What is asked
Pull out every line of the listing that contains the word "instance", and copy each one in full.

[Dataset items]
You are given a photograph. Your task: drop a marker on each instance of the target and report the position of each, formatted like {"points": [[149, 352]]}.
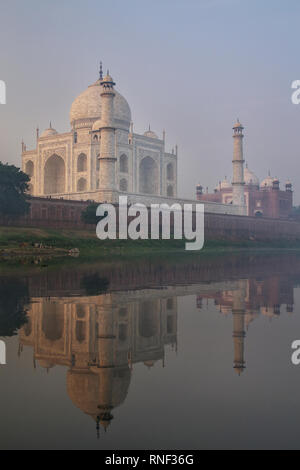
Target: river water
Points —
{"points": [[183, 353]]}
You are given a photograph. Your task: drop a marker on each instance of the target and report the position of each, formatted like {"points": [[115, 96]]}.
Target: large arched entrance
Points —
{"points": [[148, 176], [54, 175]]}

Full answer
You are given a photograph. Your task: drop a marker on each instance of the target and report the position of each, formatted like {"points": [[149, 352]]}.
You are given a photograph. Your task: drop a marker on each instance of the target and report the position of each, formatted like {"points": [[115, 96]]}.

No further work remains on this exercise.